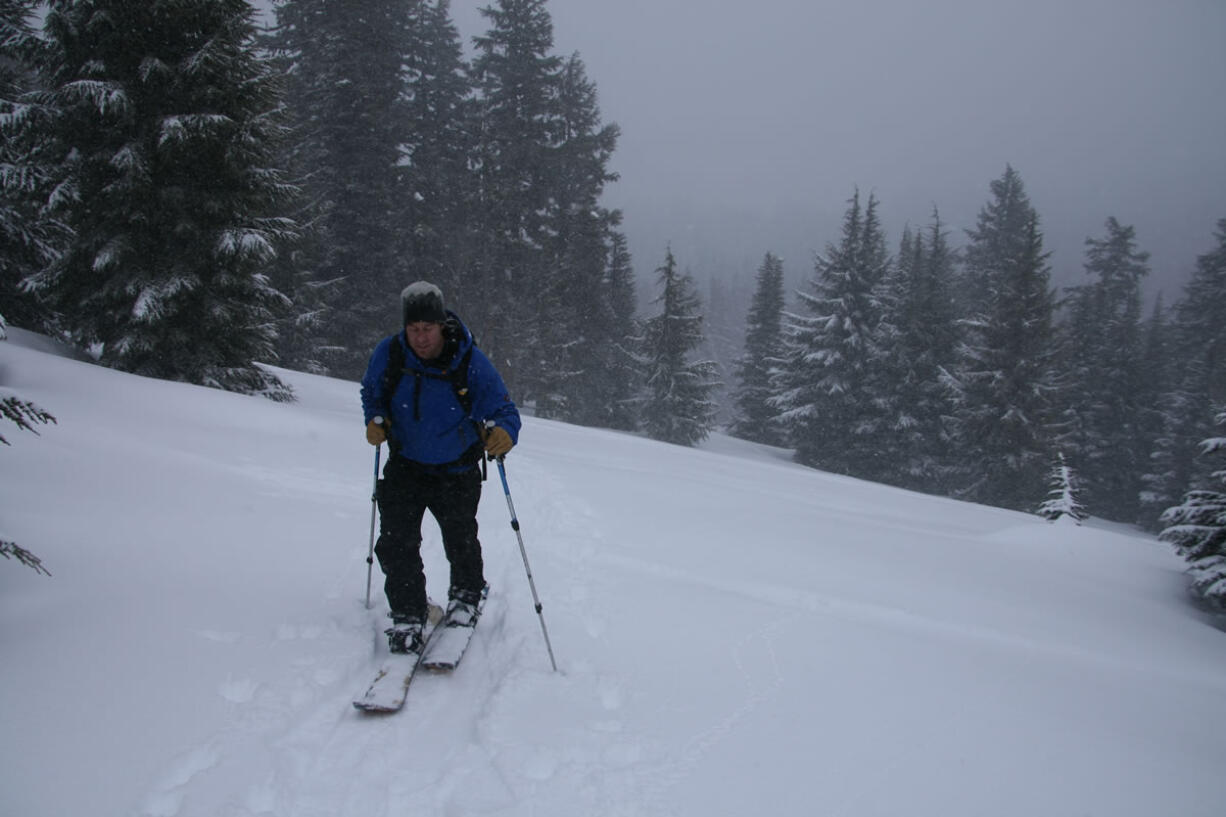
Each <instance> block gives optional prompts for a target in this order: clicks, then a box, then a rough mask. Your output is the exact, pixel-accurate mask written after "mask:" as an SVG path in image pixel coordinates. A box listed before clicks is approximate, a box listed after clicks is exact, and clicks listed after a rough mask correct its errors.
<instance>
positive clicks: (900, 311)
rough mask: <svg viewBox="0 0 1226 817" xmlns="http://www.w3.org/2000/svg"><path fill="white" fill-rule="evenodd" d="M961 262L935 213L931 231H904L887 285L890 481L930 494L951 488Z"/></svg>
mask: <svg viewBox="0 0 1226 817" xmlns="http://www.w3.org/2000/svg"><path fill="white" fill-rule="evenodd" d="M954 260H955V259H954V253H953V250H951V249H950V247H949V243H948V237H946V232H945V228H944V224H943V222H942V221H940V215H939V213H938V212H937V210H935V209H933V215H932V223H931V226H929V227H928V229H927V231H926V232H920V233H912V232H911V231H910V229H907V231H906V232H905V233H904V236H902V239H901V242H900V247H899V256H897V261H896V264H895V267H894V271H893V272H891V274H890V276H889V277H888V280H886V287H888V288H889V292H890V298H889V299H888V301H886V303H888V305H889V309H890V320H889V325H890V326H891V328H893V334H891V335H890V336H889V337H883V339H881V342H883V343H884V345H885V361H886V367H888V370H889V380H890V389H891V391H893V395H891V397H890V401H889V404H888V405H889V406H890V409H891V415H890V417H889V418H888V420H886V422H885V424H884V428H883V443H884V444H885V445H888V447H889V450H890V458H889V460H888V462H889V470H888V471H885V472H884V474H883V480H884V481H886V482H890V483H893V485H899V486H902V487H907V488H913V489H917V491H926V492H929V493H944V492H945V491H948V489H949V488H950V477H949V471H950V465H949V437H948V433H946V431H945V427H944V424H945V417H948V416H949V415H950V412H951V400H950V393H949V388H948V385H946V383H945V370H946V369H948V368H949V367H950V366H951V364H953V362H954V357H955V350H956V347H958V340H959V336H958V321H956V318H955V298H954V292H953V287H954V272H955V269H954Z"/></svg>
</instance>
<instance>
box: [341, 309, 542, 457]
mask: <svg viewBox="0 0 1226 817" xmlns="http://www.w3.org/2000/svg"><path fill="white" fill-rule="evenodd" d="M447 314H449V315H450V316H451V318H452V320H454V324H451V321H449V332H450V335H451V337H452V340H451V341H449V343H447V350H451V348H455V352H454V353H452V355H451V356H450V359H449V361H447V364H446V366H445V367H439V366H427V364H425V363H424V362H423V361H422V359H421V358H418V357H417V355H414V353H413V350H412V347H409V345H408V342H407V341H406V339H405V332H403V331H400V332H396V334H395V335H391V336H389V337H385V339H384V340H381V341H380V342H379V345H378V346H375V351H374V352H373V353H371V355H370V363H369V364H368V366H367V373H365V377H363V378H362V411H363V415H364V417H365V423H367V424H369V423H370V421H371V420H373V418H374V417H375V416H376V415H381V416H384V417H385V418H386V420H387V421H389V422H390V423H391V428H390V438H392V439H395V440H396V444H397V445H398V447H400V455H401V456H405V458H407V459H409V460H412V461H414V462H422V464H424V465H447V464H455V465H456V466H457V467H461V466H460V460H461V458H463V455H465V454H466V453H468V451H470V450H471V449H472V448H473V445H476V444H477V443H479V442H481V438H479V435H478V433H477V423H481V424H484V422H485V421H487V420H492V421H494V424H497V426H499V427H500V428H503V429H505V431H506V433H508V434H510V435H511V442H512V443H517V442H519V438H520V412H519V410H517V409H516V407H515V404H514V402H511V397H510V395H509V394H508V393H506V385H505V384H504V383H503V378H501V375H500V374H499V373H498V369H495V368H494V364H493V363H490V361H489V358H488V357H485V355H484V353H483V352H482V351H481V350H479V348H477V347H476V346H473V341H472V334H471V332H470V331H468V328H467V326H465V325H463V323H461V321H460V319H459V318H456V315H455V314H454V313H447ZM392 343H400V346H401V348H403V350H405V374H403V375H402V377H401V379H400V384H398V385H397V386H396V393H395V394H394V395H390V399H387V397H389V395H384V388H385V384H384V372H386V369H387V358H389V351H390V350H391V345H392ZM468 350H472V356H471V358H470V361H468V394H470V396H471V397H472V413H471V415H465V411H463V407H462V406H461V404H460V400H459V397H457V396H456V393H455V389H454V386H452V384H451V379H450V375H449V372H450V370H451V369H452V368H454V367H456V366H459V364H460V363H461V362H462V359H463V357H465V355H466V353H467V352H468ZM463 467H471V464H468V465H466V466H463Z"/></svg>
...
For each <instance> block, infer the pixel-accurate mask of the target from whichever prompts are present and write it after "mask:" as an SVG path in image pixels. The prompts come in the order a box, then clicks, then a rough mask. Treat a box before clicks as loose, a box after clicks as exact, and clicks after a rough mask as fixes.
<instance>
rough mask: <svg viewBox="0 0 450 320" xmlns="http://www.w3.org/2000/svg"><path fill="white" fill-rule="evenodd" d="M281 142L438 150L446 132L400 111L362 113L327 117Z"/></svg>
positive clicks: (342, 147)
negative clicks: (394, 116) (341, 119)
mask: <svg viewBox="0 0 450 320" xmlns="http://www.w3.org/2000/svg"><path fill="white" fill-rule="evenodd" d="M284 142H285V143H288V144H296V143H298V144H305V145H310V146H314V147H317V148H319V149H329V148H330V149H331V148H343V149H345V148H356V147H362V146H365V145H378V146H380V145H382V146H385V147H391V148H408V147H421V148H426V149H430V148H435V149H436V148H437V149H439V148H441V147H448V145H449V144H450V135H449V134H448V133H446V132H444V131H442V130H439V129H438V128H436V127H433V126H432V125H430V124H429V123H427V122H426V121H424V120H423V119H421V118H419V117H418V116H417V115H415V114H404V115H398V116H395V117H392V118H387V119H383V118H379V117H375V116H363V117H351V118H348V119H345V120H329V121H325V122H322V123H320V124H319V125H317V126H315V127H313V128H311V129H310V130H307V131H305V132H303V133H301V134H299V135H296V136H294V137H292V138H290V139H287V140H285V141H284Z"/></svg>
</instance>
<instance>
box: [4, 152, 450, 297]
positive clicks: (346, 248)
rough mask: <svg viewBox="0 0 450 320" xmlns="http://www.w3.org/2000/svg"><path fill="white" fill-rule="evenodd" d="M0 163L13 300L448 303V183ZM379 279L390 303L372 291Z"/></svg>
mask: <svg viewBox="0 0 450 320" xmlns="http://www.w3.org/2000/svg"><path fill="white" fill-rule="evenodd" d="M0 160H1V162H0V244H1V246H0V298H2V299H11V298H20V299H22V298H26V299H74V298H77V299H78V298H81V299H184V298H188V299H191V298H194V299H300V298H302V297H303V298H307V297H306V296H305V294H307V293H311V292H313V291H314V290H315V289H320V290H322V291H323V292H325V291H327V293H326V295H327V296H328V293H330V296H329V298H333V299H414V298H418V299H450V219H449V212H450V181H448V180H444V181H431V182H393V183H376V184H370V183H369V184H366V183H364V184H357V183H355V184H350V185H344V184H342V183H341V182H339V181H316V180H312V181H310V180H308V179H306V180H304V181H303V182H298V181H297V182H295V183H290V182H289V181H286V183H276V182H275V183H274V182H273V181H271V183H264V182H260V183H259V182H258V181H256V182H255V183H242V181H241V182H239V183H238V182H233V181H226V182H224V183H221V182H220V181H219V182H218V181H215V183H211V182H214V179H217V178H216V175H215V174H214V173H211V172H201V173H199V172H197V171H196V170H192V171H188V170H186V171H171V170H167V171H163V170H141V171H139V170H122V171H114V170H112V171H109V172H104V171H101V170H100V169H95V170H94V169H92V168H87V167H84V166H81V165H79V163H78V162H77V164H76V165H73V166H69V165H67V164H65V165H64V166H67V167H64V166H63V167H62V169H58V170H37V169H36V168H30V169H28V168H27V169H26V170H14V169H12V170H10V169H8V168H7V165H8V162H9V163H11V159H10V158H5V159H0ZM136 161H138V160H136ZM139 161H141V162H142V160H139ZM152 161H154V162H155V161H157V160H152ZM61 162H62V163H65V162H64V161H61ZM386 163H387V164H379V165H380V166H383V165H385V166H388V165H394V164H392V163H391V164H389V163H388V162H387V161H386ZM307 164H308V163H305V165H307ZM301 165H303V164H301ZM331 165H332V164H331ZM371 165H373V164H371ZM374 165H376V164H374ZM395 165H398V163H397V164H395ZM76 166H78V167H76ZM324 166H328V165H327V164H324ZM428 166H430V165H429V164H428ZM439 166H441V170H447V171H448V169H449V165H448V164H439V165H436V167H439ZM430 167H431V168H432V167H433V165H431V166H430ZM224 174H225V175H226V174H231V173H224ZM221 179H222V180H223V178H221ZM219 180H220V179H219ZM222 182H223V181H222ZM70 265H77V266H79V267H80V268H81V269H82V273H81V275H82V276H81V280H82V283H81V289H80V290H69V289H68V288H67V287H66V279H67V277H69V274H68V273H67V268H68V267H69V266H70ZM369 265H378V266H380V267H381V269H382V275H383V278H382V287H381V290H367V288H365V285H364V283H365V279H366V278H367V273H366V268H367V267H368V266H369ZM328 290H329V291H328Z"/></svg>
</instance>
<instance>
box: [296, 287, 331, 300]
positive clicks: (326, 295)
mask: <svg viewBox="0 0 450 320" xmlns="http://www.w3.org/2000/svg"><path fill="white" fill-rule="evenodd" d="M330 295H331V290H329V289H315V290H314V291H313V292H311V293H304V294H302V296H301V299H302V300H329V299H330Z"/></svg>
==
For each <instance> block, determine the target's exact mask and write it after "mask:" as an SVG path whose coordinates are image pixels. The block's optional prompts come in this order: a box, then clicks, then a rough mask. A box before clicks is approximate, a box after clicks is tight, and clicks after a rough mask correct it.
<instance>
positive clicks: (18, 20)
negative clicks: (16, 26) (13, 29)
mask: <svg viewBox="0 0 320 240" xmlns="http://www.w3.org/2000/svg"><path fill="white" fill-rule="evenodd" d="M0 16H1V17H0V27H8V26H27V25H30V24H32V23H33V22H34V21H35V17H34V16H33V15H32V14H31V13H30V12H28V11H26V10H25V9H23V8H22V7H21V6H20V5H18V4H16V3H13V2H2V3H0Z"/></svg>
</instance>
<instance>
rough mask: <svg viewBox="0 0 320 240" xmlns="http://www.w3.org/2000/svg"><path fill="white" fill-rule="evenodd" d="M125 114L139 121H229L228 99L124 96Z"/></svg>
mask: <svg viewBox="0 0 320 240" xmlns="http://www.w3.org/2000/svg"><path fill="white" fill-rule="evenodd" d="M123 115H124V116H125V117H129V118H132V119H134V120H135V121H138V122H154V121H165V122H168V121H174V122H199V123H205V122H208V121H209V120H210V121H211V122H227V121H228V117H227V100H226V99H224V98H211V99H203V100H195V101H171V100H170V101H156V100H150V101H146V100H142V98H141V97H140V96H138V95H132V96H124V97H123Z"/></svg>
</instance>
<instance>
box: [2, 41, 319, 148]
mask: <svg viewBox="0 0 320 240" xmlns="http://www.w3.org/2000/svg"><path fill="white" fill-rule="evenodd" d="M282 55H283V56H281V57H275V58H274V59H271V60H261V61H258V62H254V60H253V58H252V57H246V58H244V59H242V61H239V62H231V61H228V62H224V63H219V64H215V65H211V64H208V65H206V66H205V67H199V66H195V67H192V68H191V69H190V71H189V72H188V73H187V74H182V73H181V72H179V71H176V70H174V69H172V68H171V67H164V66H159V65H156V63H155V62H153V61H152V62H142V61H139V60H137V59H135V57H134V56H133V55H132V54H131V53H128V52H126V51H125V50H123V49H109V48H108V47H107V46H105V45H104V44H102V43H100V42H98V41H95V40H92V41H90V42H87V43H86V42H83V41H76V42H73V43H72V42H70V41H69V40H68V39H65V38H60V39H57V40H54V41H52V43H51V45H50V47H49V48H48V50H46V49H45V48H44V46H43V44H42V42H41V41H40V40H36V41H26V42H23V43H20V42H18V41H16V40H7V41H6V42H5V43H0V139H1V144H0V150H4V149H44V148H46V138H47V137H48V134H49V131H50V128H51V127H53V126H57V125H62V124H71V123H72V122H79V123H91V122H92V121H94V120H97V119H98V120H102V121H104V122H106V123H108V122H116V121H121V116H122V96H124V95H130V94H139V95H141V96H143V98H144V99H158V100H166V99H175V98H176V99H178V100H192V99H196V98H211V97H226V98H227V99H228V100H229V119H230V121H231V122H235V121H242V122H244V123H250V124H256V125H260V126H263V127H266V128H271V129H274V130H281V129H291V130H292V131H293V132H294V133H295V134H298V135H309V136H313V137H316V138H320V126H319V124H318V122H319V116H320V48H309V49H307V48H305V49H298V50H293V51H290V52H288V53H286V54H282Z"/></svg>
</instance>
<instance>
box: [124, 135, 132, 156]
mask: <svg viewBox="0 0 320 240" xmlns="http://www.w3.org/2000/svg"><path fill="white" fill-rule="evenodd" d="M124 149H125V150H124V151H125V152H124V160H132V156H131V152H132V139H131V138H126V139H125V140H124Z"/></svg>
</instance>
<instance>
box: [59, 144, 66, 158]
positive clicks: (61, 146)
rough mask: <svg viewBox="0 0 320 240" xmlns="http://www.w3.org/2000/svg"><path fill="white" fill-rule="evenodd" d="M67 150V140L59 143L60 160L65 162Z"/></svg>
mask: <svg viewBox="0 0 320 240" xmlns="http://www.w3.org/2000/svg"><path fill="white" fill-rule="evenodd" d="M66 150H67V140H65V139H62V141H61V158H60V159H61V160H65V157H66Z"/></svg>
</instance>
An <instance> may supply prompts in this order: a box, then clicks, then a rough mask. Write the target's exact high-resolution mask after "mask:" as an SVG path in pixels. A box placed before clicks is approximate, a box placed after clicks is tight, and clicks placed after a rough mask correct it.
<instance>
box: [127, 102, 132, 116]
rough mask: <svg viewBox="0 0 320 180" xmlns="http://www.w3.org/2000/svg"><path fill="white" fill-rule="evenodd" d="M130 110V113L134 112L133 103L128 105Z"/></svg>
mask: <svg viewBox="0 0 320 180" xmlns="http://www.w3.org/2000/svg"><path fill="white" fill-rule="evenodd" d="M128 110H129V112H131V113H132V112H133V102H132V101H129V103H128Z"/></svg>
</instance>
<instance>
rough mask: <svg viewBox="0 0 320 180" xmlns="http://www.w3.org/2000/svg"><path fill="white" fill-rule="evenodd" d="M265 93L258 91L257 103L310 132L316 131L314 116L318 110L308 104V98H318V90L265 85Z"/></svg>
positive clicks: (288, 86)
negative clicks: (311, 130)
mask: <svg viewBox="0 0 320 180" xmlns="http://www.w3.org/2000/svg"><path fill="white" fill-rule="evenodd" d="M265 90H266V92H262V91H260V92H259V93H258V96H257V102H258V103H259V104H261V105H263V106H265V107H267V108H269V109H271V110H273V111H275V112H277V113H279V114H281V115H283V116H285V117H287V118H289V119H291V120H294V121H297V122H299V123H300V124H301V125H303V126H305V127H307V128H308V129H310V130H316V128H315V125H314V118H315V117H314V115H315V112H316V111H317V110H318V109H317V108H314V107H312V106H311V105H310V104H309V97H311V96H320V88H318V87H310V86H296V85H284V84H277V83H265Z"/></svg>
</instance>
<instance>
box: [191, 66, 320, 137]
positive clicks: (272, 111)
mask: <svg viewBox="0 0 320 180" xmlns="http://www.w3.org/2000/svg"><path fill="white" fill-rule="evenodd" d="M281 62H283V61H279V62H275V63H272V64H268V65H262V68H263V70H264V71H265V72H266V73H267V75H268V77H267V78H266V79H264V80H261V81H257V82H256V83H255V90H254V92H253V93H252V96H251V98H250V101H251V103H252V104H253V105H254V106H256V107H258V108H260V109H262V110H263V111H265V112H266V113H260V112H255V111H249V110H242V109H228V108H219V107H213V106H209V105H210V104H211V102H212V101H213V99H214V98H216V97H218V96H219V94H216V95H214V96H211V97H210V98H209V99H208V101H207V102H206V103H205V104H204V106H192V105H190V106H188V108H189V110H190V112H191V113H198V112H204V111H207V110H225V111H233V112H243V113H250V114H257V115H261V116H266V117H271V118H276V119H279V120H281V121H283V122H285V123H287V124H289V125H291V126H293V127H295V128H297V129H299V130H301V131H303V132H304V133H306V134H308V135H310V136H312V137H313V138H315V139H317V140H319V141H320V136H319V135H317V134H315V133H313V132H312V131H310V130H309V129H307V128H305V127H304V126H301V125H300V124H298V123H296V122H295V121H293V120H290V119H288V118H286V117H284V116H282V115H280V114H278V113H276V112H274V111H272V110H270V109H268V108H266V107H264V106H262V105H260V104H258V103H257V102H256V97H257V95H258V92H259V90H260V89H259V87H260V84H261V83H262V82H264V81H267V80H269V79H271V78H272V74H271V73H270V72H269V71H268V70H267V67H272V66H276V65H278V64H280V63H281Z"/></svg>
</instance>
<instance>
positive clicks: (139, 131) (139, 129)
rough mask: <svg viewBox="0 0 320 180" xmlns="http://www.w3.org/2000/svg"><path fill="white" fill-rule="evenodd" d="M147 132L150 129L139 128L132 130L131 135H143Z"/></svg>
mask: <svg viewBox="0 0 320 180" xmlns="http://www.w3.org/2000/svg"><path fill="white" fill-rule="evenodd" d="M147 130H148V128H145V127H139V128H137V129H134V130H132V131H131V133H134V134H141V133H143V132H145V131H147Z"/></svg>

*WHAT THE EXERCISE ASKS*.
Go through the material and select each line with the string "come" in it.

*RESPONSE TO THIS TASK*.
For each <instance> block, infer the pixel-accurate mask of the target from whichever prompts are present and write it after "mask:" as an SVG path in image pixels. The prompts come in the order a box, then clicks, then a rough mask. Treat a box before clicks as loose, a box after clicks as exact, and clicks after a rough mask as fixes.
For each <instance> block, determine the target's exact mask and write it after "mask:" as an SVG path whose coordinates are image pixels. The block's optional prompts come in this order: a box, then clicks, then a rough mask. A box before clicks is approximate, a box after clicks is tight, and clicks after a rough mask correct it.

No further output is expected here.